[Start of Attachment]

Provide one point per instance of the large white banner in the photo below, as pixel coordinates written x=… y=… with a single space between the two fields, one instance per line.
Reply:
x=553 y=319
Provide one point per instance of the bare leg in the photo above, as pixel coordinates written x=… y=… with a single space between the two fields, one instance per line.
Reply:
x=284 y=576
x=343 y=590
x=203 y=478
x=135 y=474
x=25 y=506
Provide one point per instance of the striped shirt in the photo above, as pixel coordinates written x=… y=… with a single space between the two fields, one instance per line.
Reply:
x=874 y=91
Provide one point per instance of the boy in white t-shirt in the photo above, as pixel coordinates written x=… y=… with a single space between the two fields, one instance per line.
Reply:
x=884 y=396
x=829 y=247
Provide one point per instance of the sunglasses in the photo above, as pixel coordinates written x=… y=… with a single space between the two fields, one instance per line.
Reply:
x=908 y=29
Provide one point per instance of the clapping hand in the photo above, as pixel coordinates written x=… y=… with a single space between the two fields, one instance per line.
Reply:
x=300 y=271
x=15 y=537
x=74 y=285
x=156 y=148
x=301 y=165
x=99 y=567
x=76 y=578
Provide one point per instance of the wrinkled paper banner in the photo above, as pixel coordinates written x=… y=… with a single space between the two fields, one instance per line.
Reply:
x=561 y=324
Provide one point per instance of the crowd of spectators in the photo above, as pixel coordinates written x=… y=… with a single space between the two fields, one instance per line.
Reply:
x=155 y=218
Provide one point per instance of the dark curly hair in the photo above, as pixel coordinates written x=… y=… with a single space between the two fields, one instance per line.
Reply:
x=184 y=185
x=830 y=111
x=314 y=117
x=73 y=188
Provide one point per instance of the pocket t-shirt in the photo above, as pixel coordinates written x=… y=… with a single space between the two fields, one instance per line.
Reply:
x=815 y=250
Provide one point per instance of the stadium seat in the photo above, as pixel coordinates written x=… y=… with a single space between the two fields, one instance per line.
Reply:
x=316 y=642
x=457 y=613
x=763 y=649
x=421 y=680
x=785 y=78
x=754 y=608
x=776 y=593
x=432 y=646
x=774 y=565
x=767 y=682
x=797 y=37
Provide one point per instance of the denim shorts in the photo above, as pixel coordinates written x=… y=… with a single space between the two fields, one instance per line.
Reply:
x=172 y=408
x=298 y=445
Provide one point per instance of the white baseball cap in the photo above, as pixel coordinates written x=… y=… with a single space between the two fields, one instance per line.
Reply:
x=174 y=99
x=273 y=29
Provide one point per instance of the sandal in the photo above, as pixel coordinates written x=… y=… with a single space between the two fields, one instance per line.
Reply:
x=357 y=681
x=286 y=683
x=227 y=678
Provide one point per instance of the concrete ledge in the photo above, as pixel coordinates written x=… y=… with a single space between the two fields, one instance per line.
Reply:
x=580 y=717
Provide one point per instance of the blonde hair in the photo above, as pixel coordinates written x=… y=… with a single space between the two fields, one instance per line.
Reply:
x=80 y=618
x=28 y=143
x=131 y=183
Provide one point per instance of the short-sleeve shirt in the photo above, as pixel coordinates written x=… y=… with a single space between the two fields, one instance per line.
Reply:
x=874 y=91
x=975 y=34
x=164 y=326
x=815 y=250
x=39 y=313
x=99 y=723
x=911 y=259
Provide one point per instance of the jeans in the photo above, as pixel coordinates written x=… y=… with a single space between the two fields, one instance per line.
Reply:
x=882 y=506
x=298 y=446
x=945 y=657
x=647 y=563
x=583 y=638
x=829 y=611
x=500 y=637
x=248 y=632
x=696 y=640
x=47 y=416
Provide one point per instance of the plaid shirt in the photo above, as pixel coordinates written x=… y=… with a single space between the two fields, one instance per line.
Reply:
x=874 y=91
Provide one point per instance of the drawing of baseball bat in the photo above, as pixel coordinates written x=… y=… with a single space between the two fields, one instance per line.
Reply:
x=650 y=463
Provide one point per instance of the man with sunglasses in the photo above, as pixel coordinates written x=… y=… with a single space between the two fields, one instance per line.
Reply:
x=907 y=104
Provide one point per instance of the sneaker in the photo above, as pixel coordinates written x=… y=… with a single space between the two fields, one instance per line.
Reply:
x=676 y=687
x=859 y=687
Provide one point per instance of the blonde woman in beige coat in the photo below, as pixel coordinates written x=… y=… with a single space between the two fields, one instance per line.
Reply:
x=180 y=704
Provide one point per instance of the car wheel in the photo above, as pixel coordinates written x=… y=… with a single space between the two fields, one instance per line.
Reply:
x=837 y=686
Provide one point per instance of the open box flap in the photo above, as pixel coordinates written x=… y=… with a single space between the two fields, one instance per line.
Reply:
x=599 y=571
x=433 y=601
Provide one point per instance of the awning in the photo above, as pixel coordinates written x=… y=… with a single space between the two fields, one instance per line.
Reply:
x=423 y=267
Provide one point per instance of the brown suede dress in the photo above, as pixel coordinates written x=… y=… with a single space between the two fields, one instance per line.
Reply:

[End of Attachment]

**GOAL OF THE EXERCISE:** Please output the exact lines of the records above, beginning with the first and stopping after the line that holds "Provide one point per instance of the bare", and nothing else.

**WRITTEN ANSWER:**
Provide one point per instance of the large white banner in the photo below, as pixel coordinates written x=… y=… with a single space between the two fields, one instance per line.
Reply:
x=553 y=319
Provide one point per instance of the bare leg in the photo above, as pixel coordinates written x=… y=… with a single space between the two fields, one instance per line.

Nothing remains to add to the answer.